Difficile de transposer un film en musique. Encore plus lorsqu’il s’agit d’une véritable tradition dans le pays en question, qui a toujours abordé le problème de façon très sérieuse. Mais les américains n’ont jamais hésité à s’approprier les cultures étrangères pour les accommoder à leur façon, et les OXYGEN DESTROYER ne font guère exception à la règle. Ce groupe de Seattle/Portland a donc décidé un jour de consacrer son œuvre aux
Kaijū films, ces films avec de grosses bestioles sympathiques dont les intentions ne sont toutefois pas des plus louables. D’ailleurs, le nom même du groupe fait référence à la seule arme capable de nuire à Godzilla.
Avec ça, vous savez à quoi vous en tenir.
Bestial Manifestations of Malevolence and Death, Sinister Monstrosities Spawned by the Unfathomable Ignorance of Humankind, deux longue-durée aux titres aussi longs, plus une petite pelletée de démos et EP’s, OXYGEN DESTROYER ne fait ni dans le détail ni dans la dentelle ouvragée de Calais. Mais comment parler d’énormes bestioles détruisant tout sur leur passage sans adopter leur colère et leur fureur ? C’est évidemment impossible, et à ce petit jeu de traduction, les américains du jour sont les meilleurs. Mais vraiment les meilleurs.

OBJECTIF DE L'EXERCICE: Recopiez tout le passage du texte sur le groupe OXYGEN DESTROYER, depuis « Difficile de transposer » jusqu'à « nuire à Godzilla. ». Les lignes qui suivent ne sont pas nécessaires ici.

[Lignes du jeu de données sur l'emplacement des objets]

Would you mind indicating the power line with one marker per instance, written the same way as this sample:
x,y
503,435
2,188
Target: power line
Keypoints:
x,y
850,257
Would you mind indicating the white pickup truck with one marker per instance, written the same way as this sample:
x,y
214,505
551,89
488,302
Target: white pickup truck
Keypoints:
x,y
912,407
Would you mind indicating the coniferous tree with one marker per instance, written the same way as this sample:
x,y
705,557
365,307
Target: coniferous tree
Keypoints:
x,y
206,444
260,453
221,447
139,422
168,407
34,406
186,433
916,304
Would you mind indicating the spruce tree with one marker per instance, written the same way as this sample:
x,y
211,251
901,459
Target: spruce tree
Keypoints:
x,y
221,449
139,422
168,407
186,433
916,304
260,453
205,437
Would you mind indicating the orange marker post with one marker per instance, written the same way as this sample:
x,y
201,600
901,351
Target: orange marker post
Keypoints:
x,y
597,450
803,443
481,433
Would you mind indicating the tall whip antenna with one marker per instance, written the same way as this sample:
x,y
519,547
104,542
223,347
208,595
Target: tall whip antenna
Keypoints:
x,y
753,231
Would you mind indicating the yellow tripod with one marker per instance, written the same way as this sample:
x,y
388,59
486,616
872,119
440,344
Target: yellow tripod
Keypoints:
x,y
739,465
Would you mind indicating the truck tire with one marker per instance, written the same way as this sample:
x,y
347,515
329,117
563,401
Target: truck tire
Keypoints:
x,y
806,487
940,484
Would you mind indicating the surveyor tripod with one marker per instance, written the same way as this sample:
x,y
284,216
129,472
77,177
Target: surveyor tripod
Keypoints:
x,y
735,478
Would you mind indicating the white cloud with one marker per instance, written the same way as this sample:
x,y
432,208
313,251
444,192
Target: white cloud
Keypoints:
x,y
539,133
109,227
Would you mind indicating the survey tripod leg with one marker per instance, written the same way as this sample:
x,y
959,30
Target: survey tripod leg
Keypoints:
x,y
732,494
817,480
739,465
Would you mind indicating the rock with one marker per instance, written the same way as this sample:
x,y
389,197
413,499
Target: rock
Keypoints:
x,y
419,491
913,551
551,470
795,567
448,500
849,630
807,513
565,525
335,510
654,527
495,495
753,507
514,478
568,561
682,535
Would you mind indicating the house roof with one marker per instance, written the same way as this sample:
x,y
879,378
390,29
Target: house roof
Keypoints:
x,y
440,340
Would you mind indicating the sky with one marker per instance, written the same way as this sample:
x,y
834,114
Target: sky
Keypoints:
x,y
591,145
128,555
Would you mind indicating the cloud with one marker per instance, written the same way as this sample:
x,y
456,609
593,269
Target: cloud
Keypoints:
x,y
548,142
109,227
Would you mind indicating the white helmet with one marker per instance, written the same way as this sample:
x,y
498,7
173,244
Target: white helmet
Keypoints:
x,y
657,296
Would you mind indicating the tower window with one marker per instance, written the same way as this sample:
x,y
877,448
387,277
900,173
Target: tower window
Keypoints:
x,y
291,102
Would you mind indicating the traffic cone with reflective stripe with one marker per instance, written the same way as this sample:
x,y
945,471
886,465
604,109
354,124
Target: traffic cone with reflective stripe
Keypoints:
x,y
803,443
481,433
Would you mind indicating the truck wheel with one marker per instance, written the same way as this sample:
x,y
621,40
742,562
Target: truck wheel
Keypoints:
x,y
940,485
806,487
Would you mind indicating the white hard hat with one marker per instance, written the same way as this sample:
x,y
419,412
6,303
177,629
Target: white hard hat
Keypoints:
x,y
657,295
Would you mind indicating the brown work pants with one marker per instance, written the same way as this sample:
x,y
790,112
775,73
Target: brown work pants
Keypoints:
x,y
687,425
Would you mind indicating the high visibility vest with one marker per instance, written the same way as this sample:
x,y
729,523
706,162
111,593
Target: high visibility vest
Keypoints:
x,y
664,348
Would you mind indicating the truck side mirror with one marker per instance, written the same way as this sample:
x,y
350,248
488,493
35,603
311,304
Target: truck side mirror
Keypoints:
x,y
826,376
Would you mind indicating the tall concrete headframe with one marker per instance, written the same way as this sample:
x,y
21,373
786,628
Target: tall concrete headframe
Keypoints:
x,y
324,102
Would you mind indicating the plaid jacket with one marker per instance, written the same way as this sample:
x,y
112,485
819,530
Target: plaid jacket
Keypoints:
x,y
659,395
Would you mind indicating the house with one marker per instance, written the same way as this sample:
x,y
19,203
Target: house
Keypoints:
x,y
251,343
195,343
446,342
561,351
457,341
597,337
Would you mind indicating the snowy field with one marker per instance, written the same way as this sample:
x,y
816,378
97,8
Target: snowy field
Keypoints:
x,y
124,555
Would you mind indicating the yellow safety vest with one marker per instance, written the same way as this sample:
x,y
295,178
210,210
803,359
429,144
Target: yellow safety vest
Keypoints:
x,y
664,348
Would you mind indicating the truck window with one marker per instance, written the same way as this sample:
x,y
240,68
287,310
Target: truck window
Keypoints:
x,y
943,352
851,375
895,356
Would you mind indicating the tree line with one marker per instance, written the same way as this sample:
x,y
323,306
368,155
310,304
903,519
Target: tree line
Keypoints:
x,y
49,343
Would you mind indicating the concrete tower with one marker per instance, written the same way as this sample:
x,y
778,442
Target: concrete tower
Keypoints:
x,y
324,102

EXERCICE TERMINÉ:
Difficile de transposer un film en musique. Encore plus lorsqu’il s’agit d’une véritable tradition dans le pays en question, qui a toujours abordé le problème de façon très sérieuse. Mais les américains n’ont jamais hésité à s’approprier les cultures étrangères pour les accommoder à leur façon, et les OXYGEN DESTROYER ne font guère exception à la règle. Ce groupe de Seattle/Portland a donc décidé un jour de consacrer son œuvre aux
Kaijū films, ces films avec de grosses bestioles sympathiques dont les intentions ne sont toutefois pas des plus louables. D’ailleurs, le nom même du groupe fait référence à la seule arme capable de nuire à Godzilla.